◆ **What you are asked to do**:
Which lines in the material below contain the word "brown"? Locate each one and copy it out in full.

◆ **Data for the task**:
---
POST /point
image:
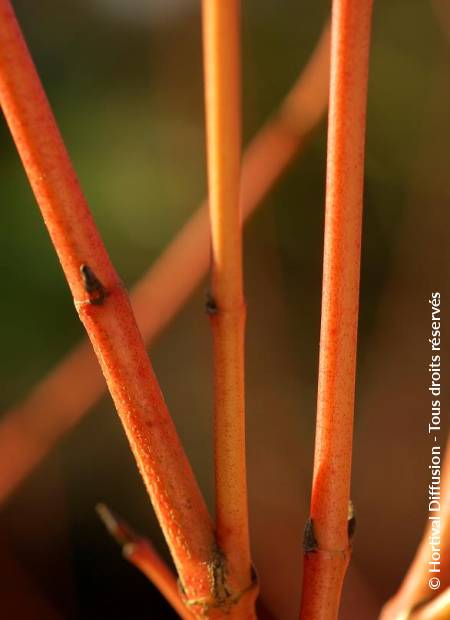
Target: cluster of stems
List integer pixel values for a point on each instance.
(213, 561)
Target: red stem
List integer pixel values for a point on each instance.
(56, 404)
(327, 550)
(103, 306)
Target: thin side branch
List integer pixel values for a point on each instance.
(415, 589)
(140, 552)
(327, 547)
(29, 431)
(104, 309)
(221, 56)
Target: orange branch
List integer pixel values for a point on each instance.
(415, 588)
(141, 553)
(221, 54)
(327, 548)
(30, 430)
(103, 307)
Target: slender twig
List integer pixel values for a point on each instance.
(140, 552)
(104, 309)
(437, 609)
(415, 588)
(226, 306)
(327, 548)
(29, 431)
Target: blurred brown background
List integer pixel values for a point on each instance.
(125, 81)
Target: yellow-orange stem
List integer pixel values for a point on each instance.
(221, 54)
(104, 309)
(328, 550)
(30, 430)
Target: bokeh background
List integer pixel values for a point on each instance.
(125, 82)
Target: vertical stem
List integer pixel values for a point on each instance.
(104, 309)
(227, 307)
(327, 547)
(28, 432)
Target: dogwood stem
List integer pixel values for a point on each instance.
(327, 547)
(141, 553)
(226, 307)
(104, 309)
(59, 401)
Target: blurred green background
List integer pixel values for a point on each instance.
(125, 83)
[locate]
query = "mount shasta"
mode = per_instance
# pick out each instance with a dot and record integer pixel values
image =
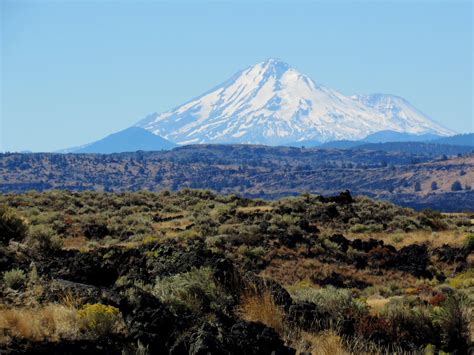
(271, 103)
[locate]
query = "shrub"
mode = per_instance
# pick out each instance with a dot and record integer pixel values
(95, 228)
(456, 186)
(338, 304)
(43, 239)
(99, 318)
(453, 321)
(12, 226)
(196, 290)
(469, 242)
(15, 278)
(262, 308)
(410, 324)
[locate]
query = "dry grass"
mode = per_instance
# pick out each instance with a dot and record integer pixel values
(262, 308)
(436, 239)
(376, 304)
(52, 321)
(323, 343)
(75, 243)
(254, 209)
(300, 269)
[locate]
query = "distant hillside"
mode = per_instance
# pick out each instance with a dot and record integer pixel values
(460, 139)
(254, 171)
(392, 136)
(129, 140)
(429, 149)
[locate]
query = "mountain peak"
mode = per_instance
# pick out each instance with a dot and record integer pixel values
(272, 103)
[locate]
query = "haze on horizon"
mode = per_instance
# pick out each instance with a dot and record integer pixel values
(74, 72)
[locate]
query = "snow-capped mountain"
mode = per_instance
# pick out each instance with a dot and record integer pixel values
(272, 103)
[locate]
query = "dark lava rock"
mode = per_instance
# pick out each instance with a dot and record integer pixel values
(148, 321)
(449, 254)
(337, 280)
(280, 295)
(110, 345)
(414, 259)
(340, 240)
(256, 338)
(366, 246)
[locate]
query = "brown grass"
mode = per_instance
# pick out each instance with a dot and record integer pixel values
(262, 308)
(436, 239)
(52, 321)
(323, 343)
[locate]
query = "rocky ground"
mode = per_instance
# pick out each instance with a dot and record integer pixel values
(197, 273)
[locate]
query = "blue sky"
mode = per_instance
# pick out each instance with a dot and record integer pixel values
(75, 71)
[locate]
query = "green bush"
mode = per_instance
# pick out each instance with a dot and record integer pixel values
(15, 278)
(195, 290)
(43, 239)
(453, 319)
(338, 304)
(469, 242)
(99, 318)
(411, 324)
(12, 226)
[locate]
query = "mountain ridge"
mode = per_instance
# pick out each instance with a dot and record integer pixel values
(272, 103)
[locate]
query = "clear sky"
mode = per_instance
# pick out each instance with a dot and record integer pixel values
(75, 71)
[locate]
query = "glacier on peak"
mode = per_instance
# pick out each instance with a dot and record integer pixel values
(272, 103)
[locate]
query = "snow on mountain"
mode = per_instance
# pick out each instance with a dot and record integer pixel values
(272, 103)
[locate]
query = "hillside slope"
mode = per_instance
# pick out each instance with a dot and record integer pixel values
(256, 171)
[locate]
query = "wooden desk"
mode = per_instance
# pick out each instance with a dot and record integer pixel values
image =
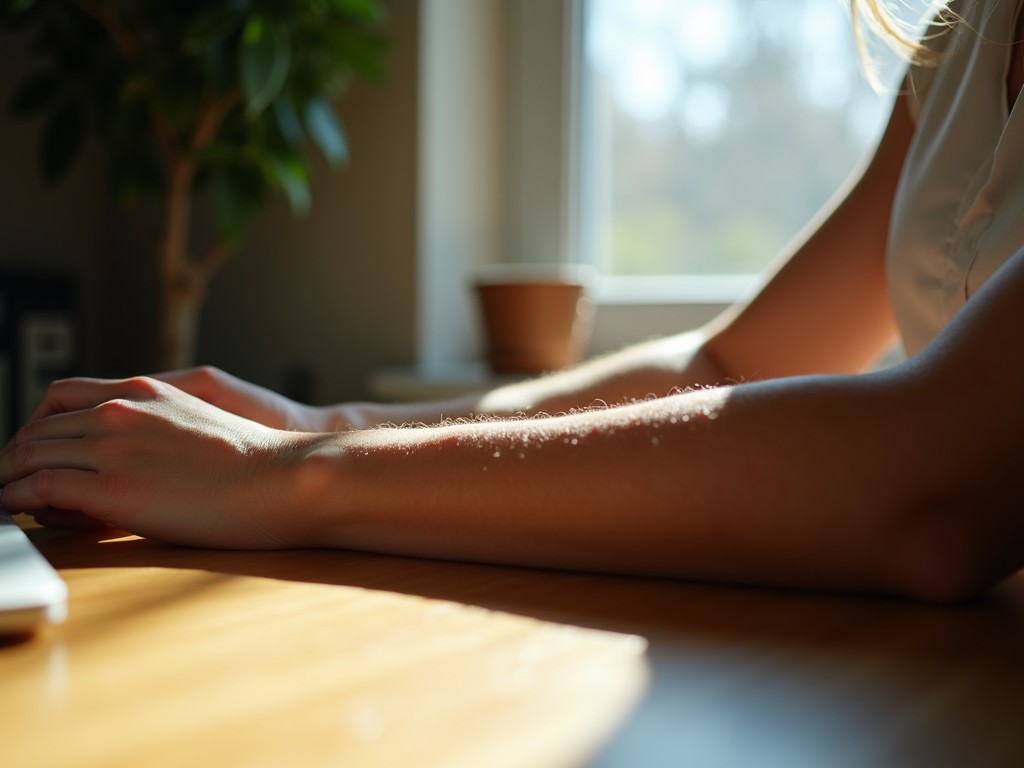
(187, 657)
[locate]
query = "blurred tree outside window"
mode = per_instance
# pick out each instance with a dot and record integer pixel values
(714, 130)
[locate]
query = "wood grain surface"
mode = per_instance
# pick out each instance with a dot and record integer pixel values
(176, 656)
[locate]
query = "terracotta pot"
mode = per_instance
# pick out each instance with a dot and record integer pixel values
(535, 322)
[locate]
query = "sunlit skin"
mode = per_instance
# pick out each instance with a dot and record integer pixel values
(754, 451)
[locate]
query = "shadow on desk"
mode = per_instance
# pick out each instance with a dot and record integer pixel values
(865, 681)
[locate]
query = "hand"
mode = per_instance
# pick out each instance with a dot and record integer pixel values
(248, 400)
(146, 457)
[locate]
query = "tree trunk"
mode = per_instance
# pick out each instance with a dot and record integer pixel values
(182, 286)
(180, 304)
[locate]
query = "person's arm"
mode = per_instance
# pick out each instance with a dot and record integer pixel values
(902, 481)
(825, 309)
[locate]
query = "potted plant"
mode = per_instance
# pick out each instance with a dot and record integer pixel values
(537, 317)
(228, 97)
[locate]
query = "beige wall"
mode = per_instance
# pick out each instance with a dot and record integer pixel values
(332, 294)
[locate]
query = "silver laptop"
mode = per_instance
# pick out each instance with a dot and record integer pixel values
(32, 593)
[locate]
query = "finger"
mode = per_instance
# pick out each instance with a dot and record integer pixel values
(77, 394)
(204, 382)
(69, 520)
(72, 489)
(28, 458)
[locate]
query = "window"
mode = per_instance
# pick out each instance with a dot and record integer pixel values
(711, 132)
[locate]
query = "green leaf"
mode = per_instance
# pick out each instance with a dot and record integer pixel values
(290, 176)
(62, 137)
(265, 55)
(232, 203)
(35, 93)
(288, 120)
(326, 130)
(366, 10)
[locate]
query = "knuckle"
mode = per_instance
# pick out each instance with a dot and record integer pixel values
(22, 457)
(115, 413)
(44, 484)
(142, 387)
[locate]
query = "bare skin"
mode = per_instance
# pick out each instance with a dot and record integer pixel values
(755, 451)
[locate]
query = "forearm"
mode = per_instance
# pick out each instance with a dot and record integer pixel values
(651, 369)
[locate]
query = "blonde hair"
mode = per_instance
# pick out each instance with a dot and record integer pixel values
(879, 17)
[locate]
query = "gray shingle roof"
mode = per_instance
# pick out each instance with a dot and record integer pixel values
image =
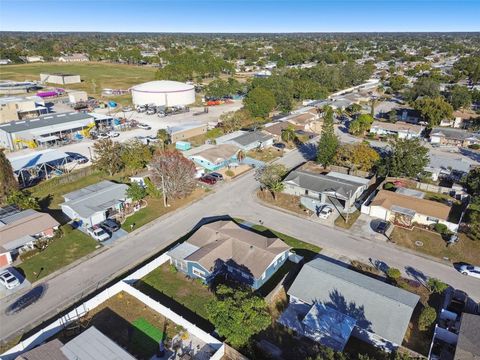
(43, 121)
(96, 197)
(321, 183)
(378, 307)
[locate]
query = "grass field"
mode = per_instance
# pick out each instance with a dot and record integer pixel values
(72, 246)
(95, 76)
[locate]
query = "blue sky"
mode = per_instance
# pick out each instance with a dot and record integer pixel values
(239, 15)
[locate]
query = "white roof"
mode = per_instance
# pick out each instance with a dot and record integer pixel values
(162, 86)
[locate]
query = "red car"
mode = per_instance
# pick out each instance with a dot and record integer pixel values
(208, 179)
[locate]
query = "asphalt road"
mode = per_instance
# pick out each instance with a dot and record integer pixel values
(73, 284)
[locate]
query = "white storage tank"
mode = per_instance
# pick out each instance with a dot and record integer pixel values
(163, 93)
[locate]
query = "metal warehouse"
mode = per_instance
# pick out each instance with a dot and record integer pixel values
(163, 93)
(45, 129)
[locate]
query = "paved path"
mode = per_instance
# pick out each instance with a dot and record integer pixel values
(76, 282)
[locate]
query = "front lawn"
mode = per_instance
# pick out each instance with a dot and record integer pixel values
(466, 250)
(60, 252)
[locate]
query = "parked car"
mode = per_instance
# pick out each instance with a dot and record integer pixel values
(110, 225)
(325, 212)
(470, 270)
(98, 233)
(383, 227)
(207, 179)
(216, 175)
(9, 280)
(144, 126)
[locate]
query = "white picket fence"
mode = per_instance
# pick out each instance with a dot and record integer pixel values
(123, 285)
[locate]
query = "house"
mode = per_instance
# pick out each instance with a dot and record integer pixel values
(329, 303)
(95, 203)
(19, 230)
(453, 137)
(216, 157)
(89, 345)
(406, 207)
(400, 129)
(341, 189)
(73, 58)
(224, 247)
(247, 140)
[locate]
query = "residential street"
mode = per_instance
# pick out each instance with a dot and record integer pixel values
(237, 200)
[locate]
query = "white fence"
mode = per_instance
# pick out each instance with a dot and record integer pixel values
(80, 311)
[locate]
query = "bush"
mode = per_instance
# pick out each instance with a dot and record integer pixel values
(393, 273)
(441, 228)
(427, 318)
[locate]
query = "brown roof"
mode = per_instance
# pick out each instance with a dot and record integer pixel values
(33, 223)
(276, 129)
(225, 240)
(387, 199)
(219, 153)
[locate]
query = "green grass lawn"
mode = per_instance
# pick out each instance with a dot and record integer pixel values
(95, 76)
(190, 293)
(60, 252)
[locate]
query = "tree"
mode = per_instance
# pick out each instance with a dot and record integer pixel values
(427, 318)
(135, 155)
(136, 192)
(407, 158)
(172, 173)
(459, 97)
(357, 156)
(23, 199)
(328, 143)
(271, 176)
(433, 110)
(108, 156)
(237, 314)
(259, 102)
(288, 134)
(361, 124)
(436, 286)
(8, 183)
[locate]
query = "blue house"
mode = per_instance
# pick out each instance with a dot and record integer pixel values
(216, 157)
(223, 247)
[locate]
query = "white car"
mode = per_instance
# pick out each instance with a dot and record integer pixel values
(470, 270)
(325, 212)
(9, 280)
(98, 234)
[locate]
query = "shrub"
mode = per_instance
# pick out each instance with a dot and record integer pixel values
(427, 318)
(441, 228)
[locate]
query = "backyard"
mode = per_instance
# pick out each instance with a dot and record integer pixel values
(95, 76)
(466, 250)
(61, 251)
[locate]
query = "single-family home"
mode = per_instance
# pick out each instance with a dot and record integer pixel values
(337, 188)
(19, 230)
(216, 157)
(400, 129)
(247, 140)
(453, 137)
(224, 247)
(95, 203)
(329, 303)
(406, 207)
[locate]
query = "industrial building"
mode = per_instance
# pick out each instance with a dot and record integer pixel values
(47, 129)
(60, 78)
(163, 93)
(20, 108)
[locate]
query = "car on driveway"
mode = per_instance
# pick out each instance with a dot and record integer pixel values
(110, 225)
(470, 270)
(325, 212)
(8, 280)
(98, 233)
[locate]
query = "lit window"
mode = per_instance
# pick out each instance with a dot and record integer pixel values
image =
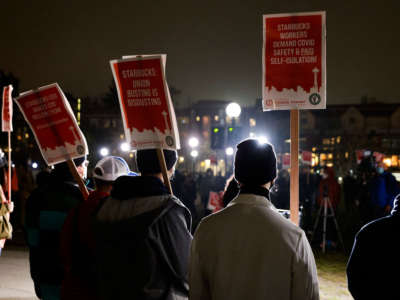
---
◆ **Result for this task**:
Target: blurred brown background
query = "brown grass"
query = "brown roof"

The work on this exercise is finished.